It should be noted that all water supply systems, in this case inclusive of the mini supply system of customers, are susceptible to develop leakages.

However, in the absence of smart water metering, the responsibility of operation and maintenance of these systems is up-to a customer’s utility meter. This is rightly so because the design, choice of pipe and plumbing material and installation of fixtures is to the customer’s preference.

The most obvious cause of leakages on the pipe network after the meter is the use of poor-quality pipes not fit for the purpose. Pipes are classified according to the maximum pressure they can withstand depending on their wall thickness. As such, we have Pressure Nominal (PN) of 4, 6, 10, etc. pipes. In view of the recommended standard for utilities to deliver water to customers at a pressure of at least 2.5 bars (or approximately 25m head of water), it is advisable that the selection of the pipes to be used for the mini water system at the customer’s premises match the prevailing pressure from the supplying utility.

However, because most water supply systems in developing countries have not installed pressure monitoring and pressure regulating systems, this makes it very hard to properly ascertain the prevailing pressures in their water supply networks. As a consequence, therefore, pressure variations reaching a customer’s meter point are expected periodically. Considering the above, experience has shown that PN 10 pipes, which are designed to withstand maximum pressures of up to 10 bars or approximately 100m head of water are the most suited for this purpose. Therefore, the use of pipes with lower pressure nominal than 10 is not encouraged, as it is more susceptible to develop leakages.

* ENTRIES SHOWN:
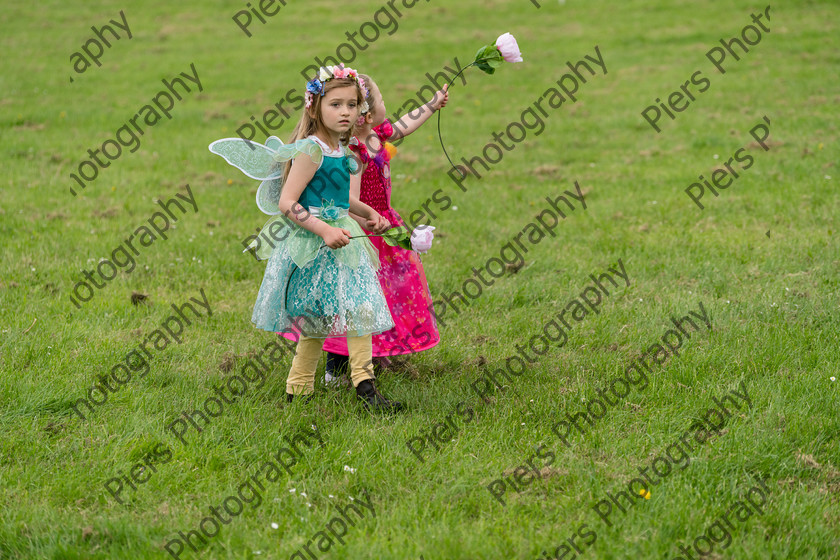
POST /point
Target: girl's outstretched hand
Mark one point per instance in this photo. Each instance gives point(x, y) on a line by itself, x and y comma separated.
point(335, 238)
point(441, 98)
point(379, 225)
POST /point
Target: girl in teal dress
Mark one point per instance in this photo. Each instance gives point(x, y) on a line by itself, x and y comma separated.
point(321, 279)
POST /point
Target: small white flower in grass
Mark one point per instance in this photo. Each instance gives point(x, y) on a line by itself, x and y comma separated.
point(507, 45)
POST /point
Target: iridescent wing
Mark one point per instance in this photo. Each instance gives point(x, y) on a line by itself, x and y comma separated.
point(265, 163)
point(253, 159)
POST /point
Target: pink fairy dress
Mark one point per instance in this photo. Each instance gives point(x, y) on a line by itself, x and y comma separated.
point(401, 272)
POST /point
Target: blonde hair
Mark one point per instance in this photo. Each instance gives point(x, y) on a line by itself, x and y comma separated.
point(371, 85)
point(310, 119)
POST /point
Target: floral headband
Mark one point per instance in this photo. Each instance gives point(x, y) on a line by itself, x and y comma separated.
point(316, 85)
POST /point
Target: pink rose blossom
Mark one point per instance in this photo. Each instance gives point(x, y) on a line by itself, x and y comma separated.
point(509, 48)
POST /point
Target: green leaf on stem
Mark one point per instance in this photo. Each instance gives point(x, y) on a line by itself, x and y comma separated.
point(398, 237)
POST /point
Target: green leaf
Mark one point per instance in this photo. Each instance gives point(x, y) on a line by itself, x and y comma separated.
point(485, 67)
point(398, 237)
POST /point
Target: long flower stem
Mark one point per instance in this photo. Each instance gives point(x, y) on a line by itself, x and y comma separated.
point(440, 137)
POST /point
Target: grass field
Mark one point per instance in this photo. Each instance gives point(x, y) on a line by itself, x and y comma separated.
point(761, 258)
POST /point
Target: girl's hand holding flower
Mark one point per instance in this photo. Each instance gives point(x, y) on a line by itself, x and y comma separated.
point(421, 238)
point(335, 238)
point(378, 225)
point(440, 99)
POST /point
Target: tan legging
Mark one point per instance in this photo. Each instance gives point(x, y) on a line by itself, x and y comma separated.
point(301, 380)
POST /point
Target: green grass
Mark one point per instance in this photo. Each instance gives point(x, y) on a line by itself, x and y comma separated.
point(773, 301)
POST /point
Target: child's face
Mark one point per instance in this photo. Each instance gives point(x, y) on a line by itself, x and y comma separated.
point(340, 109)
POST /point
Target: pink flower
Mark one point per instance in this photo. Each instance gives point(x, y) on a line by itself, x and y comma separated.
point(421, 238)
point(509, 48)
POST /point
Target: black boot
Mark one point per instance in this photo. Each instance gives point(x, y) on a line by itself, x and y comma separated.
point(373, 400)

* REQUESTS:
1 – According to the passage on water leakages, which pipes has experience shown to be the most suited for a customer's mini water system?
2 – Translate this sentence from the passage on water leakages into Spanish: "Pipes are classified according to the maximum pressure they can withstand depending on their wall thickness."
3 – Please output the passage on water leakages word for word from "However, because most" to "more susceptible to develop leakages.".
The data plays no part in what you are asked to do.

* RESULTS IN ORDER:
1 – PN 10 pipes, which can withstand pressures of up to 10 bars.

2 – Las tuberías se clasifican según la presión máxima que pueden soportar en función del grosor de su pared.

3 –
However, because most water supply systems in developing countries have not installed pressure monitoring and pressure regulating systems, this makes it very hard to properly ascertain the prevailing pressures in their water supply networks. As a consequence, therefore, pressure variations reaching a customer’s meter point are expected periodically. Considering the above, experience has shown that PN 10 pipes, which are designed to withstand maximum pressures of up to 10 bars or approximately 100m head of water are the most suited for this purpose. Therefore, the use of pipes with lower pressure nominal than 10 is not encouraged, as it is more susceptible to develop leakages.